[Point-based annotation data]
_ _ _ _

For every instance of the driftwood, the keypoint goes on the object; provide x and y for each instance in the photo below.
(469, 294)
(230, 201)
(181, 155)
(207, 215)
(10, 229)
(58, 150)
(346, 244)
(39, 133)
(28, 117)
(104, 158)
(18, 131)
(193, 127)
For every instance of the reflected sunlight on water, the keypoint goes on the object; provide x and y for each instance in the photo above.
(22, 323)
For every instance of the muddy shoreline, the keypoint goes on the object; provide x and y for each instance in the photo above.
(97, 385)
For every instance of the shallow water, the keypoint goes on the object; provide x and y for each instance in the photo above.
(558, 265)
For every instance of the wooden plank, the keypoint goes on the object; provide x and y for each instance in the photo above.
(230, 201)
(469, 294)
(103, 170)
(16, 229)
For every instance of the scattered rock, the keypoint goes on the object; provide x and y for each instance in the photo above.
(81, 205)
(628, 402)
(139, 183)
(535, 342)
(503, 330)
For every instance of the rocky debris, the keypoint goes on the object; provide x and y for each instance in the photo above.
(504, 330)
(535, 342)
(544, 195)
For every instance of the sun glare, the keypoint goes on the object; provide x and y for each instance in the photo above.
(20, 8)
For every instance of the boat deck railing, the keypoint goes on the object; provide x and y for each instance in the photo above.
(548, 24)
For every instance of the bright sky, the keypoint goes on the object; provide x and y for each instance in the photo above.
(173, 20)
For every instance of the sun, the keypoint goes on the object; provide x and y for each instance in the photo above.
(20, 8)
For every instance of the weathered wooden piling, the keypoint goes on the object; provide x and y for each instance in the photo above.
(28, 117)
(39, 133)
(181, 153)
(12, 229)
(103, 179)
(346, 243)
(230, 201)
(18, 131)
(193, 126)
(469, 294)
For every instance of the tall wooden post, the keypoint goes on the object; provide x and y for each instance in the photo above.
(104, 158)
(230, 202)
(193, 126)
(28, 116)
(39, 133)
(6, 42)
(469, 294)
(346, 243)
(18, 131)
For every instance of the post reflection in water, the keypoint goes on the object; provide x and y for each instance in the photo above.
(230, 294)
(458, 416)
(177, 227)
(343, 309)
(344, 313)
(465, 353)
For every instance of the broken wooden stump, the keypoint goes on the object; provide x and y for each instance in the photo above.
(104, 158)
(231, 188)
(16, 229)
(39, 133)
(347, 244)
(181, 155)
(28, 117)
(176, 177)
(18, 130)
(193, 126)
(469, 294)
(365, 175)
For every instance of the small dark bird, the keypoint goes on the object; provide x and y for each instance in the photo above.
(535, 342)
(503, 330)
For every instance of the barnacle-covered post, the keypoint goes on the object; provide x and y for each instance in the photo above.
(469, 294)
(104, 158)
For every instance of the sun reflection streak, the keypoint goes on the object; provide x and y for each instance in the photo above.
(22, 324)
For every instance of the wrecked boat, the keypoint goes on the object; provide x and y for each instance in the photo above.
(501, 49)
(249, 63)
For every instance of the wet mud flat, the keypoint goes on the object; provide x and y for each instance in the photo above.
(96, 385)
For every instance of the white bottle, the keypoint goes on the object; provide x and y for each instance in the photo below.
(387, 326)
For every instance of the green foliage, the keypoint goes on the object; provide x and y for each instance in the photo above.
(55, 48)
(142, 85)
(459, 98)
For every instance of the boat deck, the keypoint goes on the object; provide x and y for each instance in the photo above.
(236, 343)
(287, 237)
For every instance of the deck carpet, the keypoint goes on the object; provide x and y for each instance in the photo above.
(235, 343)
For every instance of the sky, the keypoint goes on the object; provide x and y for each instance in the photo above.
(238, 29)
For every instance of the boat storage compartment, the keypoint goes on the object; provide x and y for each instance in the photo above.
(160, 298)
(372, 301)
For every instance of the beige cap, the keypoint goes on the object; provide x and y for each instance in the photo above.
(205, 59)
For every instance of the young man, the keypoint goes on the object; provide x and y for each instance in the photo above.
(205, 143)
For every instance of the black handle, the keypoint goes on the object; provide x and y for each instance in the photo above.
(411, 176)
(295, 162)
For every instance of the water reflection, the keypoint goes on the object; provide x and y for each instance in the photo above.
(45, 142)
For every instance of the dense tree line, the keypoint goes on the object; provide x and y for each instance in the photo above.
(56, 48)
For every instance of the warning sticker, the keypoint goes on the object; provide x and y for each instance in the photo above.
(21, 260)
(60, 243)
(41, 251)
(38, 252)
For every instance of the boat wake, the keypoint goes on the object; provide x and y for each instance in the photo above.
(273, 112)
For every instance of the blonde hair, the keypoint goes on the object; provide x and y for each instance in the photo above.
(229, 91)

_ _ _ _

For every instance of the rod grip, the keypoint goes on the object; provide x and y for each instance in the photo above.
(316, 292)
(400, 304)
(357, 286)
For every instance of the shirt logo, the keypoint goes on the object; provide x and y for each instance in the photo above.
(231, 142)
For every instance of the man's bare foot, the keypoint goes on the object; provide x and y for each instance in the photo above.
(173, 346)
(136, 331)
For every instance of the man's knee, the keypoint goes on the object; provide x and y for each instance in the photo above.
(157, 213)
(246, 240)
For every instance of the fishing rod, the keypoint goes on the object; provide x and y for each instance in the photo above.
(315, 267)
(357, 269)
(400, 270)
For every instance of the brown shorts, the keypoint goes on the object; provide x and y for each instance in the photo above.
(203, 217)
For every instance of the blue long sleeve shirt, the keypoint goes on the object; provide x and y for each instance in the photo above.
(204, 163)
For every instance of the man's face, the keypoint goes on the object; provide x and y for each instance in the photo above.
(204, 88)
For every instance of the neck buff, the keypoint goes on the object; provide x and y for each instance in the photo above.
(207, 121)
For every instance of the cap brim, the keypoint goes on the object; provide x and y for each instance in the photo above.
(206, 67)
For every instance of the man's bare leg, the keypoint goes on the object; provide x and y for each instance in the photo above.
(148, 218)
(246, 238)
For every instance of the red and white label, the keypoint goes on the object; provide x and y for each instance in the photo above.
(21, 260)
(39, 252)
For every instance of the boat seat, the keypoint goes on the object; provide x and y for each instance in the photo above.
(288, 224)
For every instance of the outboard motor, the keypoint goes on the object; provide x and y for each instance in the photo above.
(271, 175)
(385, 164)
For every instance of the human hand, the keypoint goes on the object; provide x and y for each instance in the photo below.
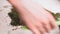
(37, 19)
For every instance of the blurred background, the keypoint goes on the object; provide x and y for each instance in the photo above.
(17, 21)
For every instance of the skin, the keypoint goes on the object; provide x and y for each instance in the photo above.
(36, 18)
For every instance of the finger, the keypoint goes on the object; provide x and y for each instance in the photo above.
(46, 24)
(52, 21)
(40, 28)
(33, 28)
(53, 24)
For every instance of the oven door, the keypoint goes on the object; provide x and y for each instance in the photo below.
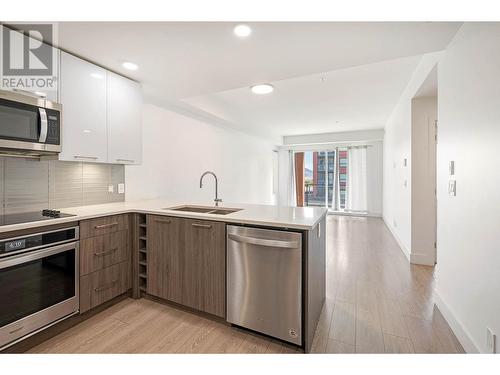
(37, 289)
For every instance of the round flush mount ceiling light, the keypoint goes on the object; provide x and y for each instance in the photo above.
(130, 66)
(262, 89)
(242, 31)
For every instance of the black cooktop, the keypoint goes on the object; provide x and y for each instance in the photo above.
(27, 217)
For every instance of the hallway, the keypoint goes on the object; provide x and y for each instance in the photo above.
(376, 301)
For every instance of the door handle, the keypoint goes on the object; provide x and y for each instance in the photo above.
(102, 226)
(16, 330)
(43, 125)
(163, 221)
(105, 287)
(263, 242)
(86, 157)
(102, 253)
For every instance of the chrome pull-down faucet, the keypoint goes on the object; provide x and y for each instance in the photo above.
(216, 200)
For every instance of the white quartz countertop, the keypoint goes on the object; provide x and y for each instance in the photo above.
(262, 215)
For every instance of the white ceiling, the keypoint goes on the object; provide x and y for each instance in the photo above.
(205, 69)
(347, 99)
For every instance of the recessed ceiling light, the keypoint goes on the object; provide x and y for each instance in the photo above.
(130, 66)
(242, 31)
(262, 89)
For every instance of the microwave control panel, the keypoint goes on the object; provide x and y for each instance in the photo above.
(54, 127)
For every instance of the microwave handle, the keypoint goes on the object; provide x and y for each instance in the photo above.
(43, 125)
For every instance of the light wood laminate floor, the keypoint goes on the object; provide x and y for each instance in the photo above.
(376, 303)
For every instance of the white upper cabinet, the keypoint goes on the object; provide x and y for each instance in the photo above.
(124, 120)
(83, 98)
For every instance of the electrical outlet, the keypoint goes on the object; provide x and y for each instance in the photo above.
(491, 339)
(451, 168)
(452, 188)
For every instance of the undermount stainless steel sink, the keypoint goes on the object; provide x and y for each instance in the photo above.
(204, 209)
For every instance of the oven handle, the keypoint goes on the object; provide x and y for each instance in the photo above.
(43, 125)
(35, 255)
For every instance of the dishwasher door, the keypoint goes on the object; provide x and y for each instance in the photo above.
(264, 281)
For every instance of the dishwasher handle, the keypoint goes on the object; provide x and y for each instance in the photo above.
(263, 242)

_ _ _ _

## EXERCISE OBJECTIVE:
From the entries above, pull out every line containing the word "water". Matching is case-sensitive.

## CORRECT RESPONSE:
For every instance of the reflected sunlight on water, the keypoint goes on the object; provide x and y for each instance in the photo above.
For every instance of the shallow water, the keypoint goes on the object; provide x and y for each instance in the photo above.
For every instance of the post reflection in water, the keypoint goes on the object; provide x and y for each instance in the photo above.
For every instance of the water reflection, the keypoint goes on the object; provide x and y for each instance in the photo above.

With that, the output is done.